Image point grounding data:
══════

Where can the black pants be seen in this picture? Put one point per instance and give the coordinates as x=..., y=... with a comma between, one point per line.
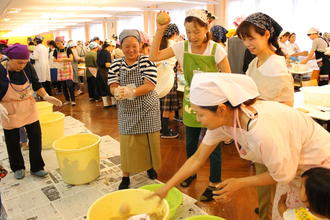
x=92, y=88
x=14, y=149
x=192, y=139
x=48, y=87
x=101, y=80
x=68, y=90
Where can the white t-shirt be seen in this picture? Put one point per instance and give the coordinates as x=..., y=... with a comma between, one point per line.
x=282, y=139
x=272, y=78
x=178, y=50
x=293, y=48
x=283, y=47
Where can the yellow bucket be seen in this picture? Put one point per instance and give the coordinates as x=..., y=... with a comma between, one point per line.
x=78, y=158
x=108, y=206
x=52, y=128
x=44, y=107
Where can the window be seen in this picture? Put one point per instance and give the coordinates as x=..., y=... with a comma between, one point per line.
x=96, y=30
x=135, y=22
x=78, y=34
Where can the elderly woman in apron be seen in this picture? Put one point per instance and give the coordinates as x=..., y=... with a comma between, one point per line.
x=285, y=140
x=18, y=79
x=198, y=53
x=132, y=80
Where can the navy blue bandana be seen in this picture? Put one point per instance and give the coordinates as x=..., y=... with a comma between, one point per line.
x=171, y=30
x=265, y=22
x=219, y=33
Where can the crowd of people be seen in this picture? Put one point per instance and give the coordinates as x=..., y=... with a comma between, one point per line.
x=253, y=108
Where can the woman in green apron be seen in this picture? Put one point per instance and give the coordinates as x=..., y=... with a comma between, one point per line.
x=132, y=81
x=197, y=54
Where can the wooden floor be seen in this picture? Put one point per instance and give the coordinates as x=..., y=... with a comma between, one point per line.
x=104, y=122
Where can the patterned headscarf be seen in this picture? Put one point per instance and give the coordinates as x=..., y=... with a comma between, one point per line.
x=219, y=33
x=171, y=30
x=265, y=22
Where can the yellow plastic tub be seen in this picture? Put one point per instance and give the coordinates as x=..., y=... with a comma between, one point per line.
x=204, y=217
x=52, y=128
x=44, y=107
x=78, y=158
x=108, y=206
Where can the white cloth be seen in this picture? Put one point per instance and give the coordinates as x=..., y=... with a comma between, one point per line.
x=282, y=139
x=209, y=89
x=40, y=55
x=52, y=64
x=293, y=48
x=178, y=50
x=283, y=47
x=198, y=13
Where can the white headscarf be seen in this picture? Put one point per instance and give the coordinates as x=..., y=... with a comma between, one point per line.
x=210, y=89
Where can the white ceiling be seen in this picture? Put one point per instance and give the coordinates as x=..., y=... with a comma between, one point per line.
x=49, y=15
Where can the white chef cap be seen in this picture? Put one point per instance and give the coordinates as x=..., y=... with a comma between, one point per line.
x=313, y=30
x=210, y=89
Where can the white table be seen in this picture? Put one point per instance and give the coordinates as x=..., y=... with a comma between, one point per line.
x=321, y=113
x=301, y=75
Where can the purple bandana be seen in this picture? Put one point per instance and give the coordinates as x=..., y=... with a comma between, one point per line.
x=17, y=51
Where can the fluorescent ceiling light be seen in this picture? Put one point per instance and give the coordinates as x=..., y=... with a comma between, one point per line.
x=50, y=16
x=86, y=8
x=61, y=21
x=13, y=10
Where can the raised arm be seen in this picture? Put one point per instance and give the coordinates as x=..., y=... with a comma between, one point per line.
x=155, y=53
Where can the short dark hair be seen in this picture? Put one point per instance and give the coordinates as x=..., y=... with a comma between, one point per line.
x=317, y=186
x=200, y=23
x=244, y=30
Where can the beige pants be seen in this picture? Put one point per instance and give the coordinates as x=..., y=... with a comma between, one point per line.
x=140, y=152
x=266, y=195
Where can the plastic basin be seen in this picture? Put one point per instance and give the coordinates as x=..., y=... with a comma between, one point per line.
x=52, y=128
x=108, y=206
x=204, y=217
x=174, y=197
x=78, y=158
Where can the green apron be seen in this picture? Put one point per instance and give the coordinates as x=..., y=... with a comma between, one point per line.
x=194, y=63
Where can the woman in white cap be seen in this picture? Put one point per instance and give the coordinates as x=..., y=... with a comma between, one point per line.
x=198, y=53
x=41, y=65
x=104, y=60
x=259, y=33
x=283, y=40
x=91, y=71
x=285, y=140
x=132, y=81
x=318, y=48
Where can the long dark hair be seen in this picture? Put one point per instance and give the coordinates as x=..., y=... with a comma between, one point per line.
x=200, y=23
x=214, y=108
x=244, y=30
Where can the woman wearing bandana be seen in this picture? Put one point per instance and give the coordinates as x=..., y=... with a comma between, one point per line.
x=198, y=53
x=170, y=103
x=285, y=140
x=18, y=80
x=259, y=33
x=219, y=35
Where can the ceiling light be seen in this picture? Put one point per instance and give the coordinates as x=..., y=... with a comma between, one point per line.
x=13, y=10
x=86, y=8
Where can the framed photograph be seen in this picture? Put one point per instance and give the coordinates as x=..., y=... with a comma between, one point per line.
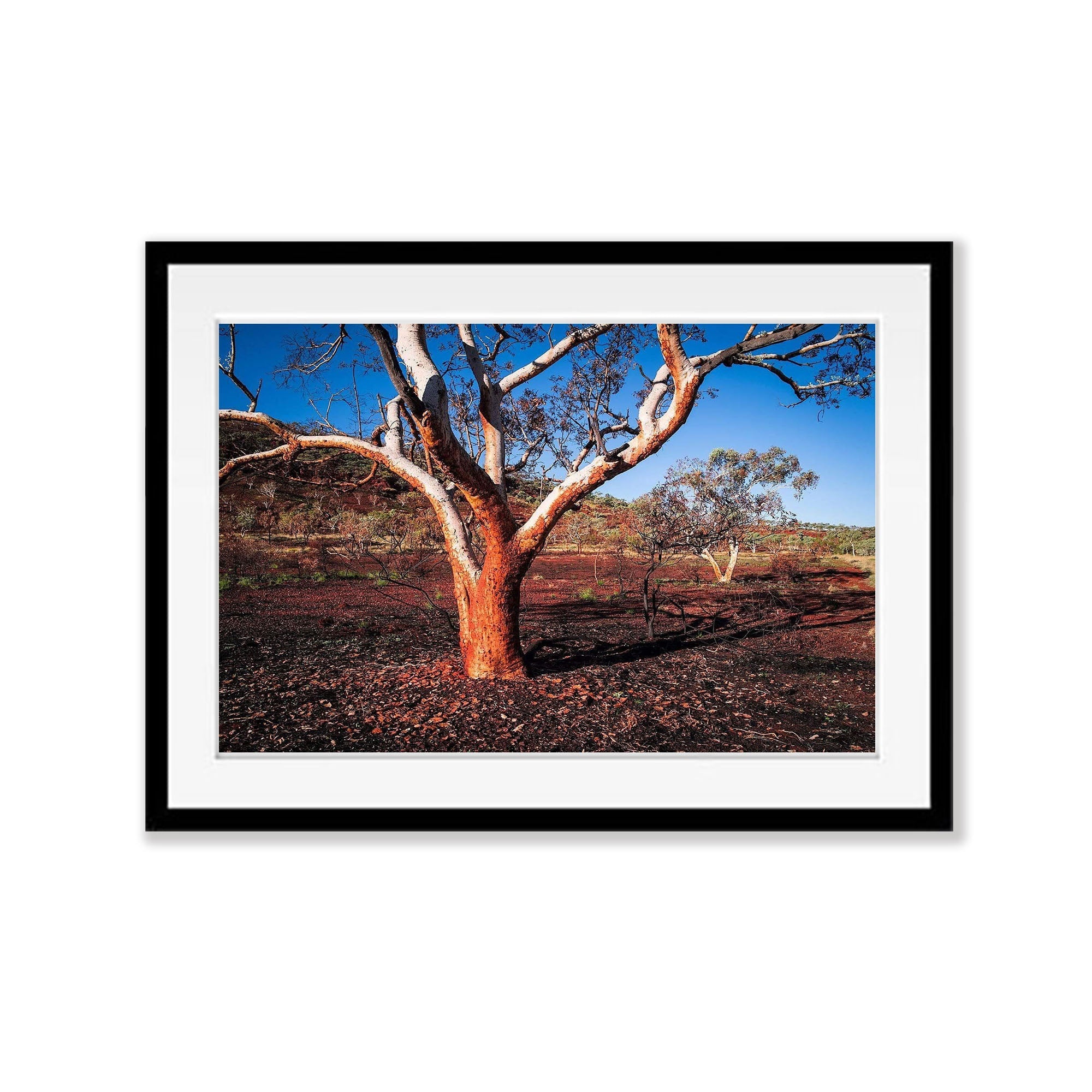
x=550, y=537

══════

## Work instruction
Reproduce all of the data exactly, omitting each picture it holds.

## Response to the exercise
Where can the black pants be seen in this picture? Put one point per instance and give the coordinates as x=..., y=... with a comma between, one point per line.
x=92, y=88
x=14, y=149
x=192, y=139
x=48, y=87
x=101, y=80
x=68, y=90
Where can the white t-shirt be seen in this picture? Put one point per instance and give the coordinates as x=..., y=... with a comma between, one point per line.
x=282, y=139
x=272, y=78
x=178, y=50
x=293, y=48
x=283, y=47
Where can the yellow bucket be seen in this picture? Put one point per instance and give the coordinates as x=..., y=... with a comma between, one point per line.
x=78, y=158
x=108, y=206
x=52, y=128
x=44, y=107
Where can the window be seen in this picture? Put one point per instance and give the coordinates as x=..., y=... with a comma between, one point per line.
x=96, y=30
x=135, y=22
x=78, y=34
Where can the elderly woman in apron be seen in this picture? Put one point per instance and give the coordinates as x=..., y=... with a comma between, one point per line.
x=285, y=140
x=18, y=79
x=198, y=53
x=132, y=80
Where can the navy blue bandana be seen in this picture? Put one point per instance and give the coordinates as x=..., y=... with a comma between, one point per line.
x=171, y=30
x=265, y=22
x=219, y=33
Where can the crowd of people be seen in this picture? Put one point per instance and give the coordinates as x=..., y=... with a comma between, one point per line.
x=253, y=108
Where can the woman in green apron be seen in this picture? Put one point per instance and give the coordinates as x=..., y=... with a comma between, one point per line.
x=132, y=81
x=197, y=54
Where can the wooden floor be seen in this picture? Put one point per instance and give the coordinates as x=..., y=... with a comma between, one point per line.
x=104, y=122
Where can the patterned headscarf be seen in this picture? Put one point per instance and give the coordinates as x=..., y=... with a comma between, one point per line.
x=219, y=33
x=171, y=30
x=265, y=22
Where can the yellow plastic tub be seen in this picture? Put one point per instance and give the coordinates as x=..., y=... with a comma between, one point per line.
x=204, y=217
x=52, y=128
x=44, y=107
x=78, y=158
x=108, y=206
Where can the white cloth be seen in this picture? Put one point per instance and give the coordinates as x=..., y=... with a comma between, one point per line.
x=282, y=139
x=209, y=89
x=40, y=55
x=52, y=64
x=293, y=48
x=178, y=50
x=283, y=47
x=198, y=13
Where can the white headscarf be seen in this picture? Put one point per instance and give the coordinates as x=..., y=... with a comma between, one point per line.
x=210, y=89
Where can the white ceiling be seen in this picture? Put one point per instance and give the coordinates as x=..., y=... with a comma between, one point per line.
x=49, y=15
Where can the white chef cap be seen in this picture? Put one point per instance and give the coordinates as x=..., y=... with a comma between, one point per line.
x=313, y=30
x=210, y=89
Where can the white table be seen in this picture? Put one point per instance and give the coordinates as x=..., y=... with a comma between, one point per line.
x=321, y=113
x=301, y=75
Where can the purple bandana be seen in this picture? Put one point per instance and give the coordinates as x=..., y=... with a comma between, one point per line.
x=17, y=51
Where can the fluorescent ceiling light be seen in this picture? Put one point per instance and give the coordinates as x=..., y=... with a comma between, one point per line.
x=50, y=16
x=86, y=8
x=61, y=21
x=13, y=10
Where can the raised arm be seen in this picture? Put one point per instance and give the coordinates as x=..., y=... with a comma between, one point per line.
x=155, y=53
Where can the short dark hair be seen in this picture? Put one point per instance and give the coordinates as x=..., y=... with a comma between, one point per line.
x=317, y=186
x=200, y=23
x=244, y=30
Where can the beige pants be seen in this picture? Put one point per instance and give the coordinates as x=..., y=... with a comma between, one point per line.
x=140, y=152
x=266, y=195
Where can the plastic basin be seen in this picture? Put one point per instance and give the coordinates as x=..., y=... with a comma between, one point per line.
x=52, y=128
x=108, y=206
x=204, y=217
x=174, y=197
x=78, y=158
Where can the green apron be seen in this picture? Put one point per instance and give the coordinates as x=..., y=... with a comma between, one point per line.
x=194, y=63
Where can the woman in white cap be seen in this picture? Put one point per instance and give the coordinates as x=..., y=... with a comma between, one point per line.
x=198, y=53
x=41, y=65
x=104, y=60
x=259, y=33
x=283, y=40
x=91, y=71
x=285, y=140
x=132, y=81
x=318, y=48
Where can the long dark hair be seen in this picture? Put one point per instance and give the coordinates as x=..., y=... with a comma between, one point per line.
x=200, y=23
x=214, y=108
x=244, y=30
Where can the woman wearing bandana be seen in this picture? Put one point per instance and give the coordinates as x=..., y=... with a comma between, one point per line.
x=198, y=53
x=170, y=103
x=285, y=140
x=18, y=80
x=259, y=33
x=219, y=35
Where can the ceiling light be seen in this picture? Put one point per instance and give the coordinates as x=..., y=... with a comma between, one point per line.
x=13, y=10
x=86, y=8
Where can the framed photograph be seen in this picture? Put one point per instance and give the coordinates as x=..., y=... with a comma between, one point per line.
x=550, y=537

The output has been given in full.